### [Directions for this task]
Each line of the records that includes "board" should be found and copied.

### [Point-per-instance localization data]
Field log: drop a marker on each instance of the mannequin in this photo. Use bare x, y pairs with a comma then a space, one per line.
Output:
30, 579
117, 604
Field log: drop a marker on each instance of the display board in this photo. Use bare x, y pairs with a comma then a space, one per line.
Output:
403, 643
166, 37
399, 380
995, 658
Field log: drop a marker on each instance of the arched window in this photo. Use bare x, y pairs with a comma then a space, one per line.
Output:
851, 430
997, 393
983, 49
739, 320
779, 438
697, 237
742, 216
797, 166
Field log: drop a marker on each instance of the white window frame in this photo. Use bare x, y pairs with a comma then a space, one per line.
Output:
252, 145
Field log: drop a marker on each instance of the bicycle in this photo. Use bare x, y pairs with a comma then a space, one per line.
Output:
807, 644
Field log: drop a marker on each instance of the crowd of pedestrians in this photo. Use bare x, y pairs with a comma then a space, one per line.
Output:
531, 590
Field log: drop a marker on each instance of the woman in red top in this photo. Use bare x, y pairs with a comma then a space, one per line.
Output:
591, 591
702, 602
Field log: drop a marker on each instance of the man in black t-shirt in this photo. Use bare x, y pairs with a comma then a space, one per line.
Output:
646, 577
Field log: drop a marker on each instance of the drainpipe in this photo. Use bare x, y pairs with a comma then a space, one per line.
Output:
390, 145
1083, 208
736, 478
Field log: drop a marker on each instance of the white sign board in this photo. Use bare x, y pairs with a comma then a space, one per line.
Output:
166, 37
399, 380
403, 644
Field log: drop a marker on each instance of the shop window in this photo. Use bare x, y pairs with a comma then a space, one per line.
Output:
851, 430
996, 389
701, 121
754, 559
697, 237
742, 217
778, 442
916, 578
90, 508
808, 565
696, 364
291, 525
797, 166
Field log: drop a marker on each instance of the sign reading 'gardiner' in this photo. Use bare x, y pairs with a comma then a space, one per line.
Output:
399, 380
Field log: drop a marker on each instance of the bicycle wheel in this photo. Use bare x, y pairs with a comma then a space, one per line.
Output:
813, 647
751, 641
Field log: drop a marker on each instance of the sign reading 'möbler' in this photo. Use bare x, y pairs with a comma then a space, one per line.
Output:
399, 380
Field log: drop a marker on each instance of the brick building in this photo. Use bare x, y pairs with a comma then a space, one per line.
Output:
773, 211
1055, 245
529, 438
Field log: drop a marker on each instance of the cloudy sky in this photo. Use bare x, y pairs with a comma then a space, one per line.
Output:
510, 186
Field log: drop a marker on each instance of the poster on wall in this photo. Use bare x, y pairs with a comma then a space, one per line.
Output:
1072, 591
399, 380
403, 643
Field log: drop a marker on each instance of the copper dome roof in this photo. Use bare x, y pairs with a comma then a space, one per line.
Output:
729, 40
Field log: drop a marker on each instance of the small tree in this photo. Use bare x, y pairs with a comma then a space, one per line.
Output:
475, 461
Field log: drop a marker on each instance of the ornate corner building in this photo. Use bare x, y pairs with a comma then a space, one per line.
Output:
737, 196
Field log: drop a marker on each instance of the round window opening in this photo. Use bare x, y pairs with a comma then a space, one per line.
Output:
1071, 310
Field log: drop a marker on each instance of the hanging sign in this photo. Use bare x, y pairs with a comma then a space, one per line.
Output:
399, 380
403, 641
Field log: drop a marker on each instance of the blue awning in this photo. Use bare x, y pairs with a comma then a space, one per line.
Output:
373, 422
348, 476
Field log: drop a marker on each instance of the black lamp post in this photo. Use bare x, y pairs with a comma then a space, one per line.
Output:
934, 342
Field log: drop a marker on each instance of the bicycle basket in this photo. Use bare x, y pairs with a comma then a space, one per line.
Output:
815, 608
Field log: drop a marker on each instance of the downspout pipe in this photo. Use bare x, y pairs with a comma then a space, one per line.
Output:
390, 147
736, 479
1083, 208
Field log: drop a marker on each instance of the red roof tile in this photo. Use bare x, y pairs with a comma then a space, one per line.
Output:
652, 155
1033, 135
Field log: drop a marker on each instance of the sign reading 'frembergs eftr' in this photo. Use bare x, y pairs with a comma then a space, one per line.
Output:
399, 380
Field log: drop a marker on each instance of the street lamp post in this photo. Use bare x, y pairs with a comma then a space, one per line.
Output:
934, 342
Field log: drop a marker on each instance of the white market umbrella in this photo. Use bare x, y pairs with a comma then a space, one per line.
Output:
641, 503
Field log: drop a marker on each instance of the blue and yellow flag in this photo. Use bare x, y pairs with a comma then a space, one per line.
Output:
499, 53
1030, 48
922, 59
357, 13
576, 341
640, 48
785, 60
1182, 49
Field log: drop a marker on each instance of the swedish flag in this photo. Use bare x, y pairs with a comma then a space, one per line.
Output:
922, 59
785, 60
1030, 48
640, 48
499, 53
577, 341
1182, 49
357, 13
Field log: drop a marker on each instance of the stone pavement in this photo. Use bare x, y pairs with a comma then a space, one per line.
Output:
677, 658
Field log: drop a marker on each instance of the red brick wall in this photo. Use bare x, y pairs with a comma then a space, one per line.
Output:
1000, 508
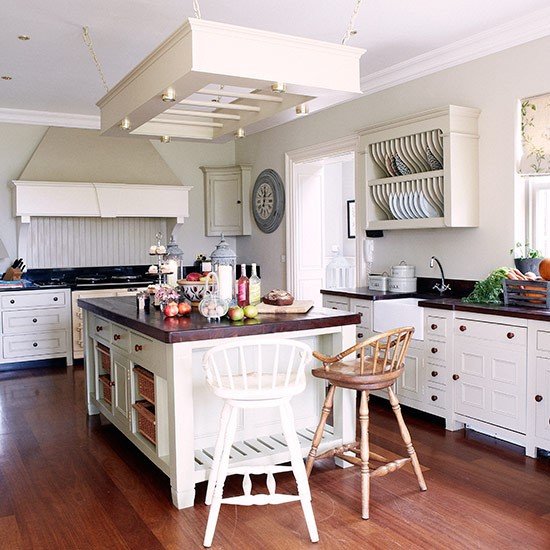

### [Response]
Field log: drop a marker on each instance of the display board in this photo. Use bare x, y pairs with a comma then a space, one per line.
Field log: drop a marker on each instance of the white sign board in this photo. Use bare x, y pairs with a comma then a space, one per line.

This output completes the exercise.